▸ **PASSAGE TO READ**:
○ ○ ○ ○ ○

By Chong Koh Ping and Xie Yu

Shares of Tencent Holdings Ltd. plunged as much as 10% on Friday, hours after President Trump signed an executive order that would bar U.S. entities from transacting with the Chinese internet giant and its popular social-media app, WeChat.

Tencent's shares, which are listed in Hong Kong, started tumbling when the market opened and ended the day down 5% after paring earlier losses. The benchmark Hang Seng Index, which Tencent is a large constituent of, fell 1.6%.

Just before the news, Tencent shares were trading near a record high and the company's market capitalization had been close to that of Facebook Inc.

On Thursday evening in Washington, Mr. Trump issued a pair of executive orders that would impose limits on WeChat as well as TikTok, escalating tensions with Beijing. The orders bar people in the U.S. or individuals who are subject to U.S. jurisdiction from transactions with the China-based owners of both apps, effective 45 days from Aug. 6.

The order on WeChat didn't detail what kind of transactions would be affected, but the ramifications could be wide-ranging. The popular social-media app, which is used for messaging, mobile payments and scores of other functions, has more than 1.2 billion users in mainland China and elsewhere.

WeChat has also been downloaded by people in the U.S. and other countries. And many American companies with businesses in China currently use its wide-reaching social media platform to market their products and services to consumers in the world's most populous nation.

Shenzhen-based Tencent is also one of the world's largest videogame companies and its games are played by people world-wide.

Analysts who follow Tencent were scrambling Friday to figure out how much of the company's business could be affected.

"The impact on Tencent will be very limited if the sanction is targeted only at WeChat, rather than a full-blown attack against Tencent's business in the States," said Billy Leung, an analyst with Haitong International Securities Co. in Hong Kong.

○ ○ ○ ○ ○

▸ **BRIEF 1**:
Answer these about the article on Tencent's share drop:
(a) How far had Tencent's shares fallen by the close of trading on Friday?
(b) How many days from Aug. 6 would pass before the orders took effect?
(c) Which firm does Billy Leung work for?
▸ **BRIEF 2**: Carry the article on Tencent's share drop forward from its last paragraph with a few more paragraphs.

○ ○ ○ ○ ○

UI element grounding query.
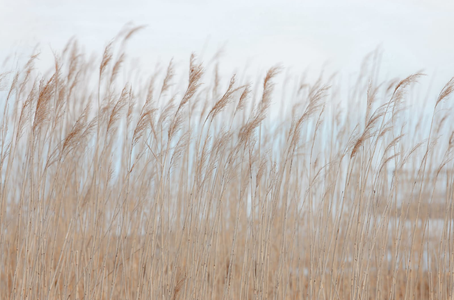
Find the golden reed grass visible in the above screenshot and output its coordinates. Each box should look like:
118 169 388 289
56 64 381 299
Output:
0 28 454 300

○ ○ ○ ○ ○

▸ **REPLY 1**:
(a) They ended the day down 5%.
(b) 45 days.
(c) Haitong International Securities Co. in Hong Kong.

▸ **REPLY 2**:
Before Friday, Tencent shares had been on a tear, gaining 48% in the year to date period. As of Thursday, the company had a market capitalization of $687 billion, making it China's second-most valuable listed company after Alibaba Group Holding Ltd. Alibaba's Hong Kong-listed shares fell 3% on Friday.

Tencent has been a beneficiary of people spending more time at home and online during the coronavirus pandemic, chatting with friends, playing videogames and making more purchases online using its apps.

Stock indexes across Asia were mixed on Friday. The Shanghai Composite Index fell 1% and Japan's Nikkei 225 lost 0.4%, though South Korea's Kospi gained 0.4%.

"The escalating geopolitical tension between China and the U.S. is weighing on sentiment" and on technology stocks, said Khiem Do, head of greater China investments at Barings in Hong Kong. He said a recent strong run-up in the stock prices of many technology stocks in Asia could also make them more vulnerable to a selloff.

Charmian Aw, a lawyer who specializes in information technology, privacy and data security at Reed Smith LLP in Singapore, said since the executive order only cites WeChat, it is unlikely that other parts of Tencent's tech empire will be affected.

"But we will need to wait for the exact details of transactions covered by the order to be issued," she said.

The Trump administration's targeting of WeChat--in addition to TikTok--shows how the conflict between the U.S. and China is now shifting to software technology from hardware, said Carmen Lee, head of OCBC's investment research.

"Chinese internet firms are likely to continue facing U.S. regulatory pressure," she said, adding that more stringent regulation could crimp the global growth ambitions of China's tech giants.

Jing Yang contributed to this article.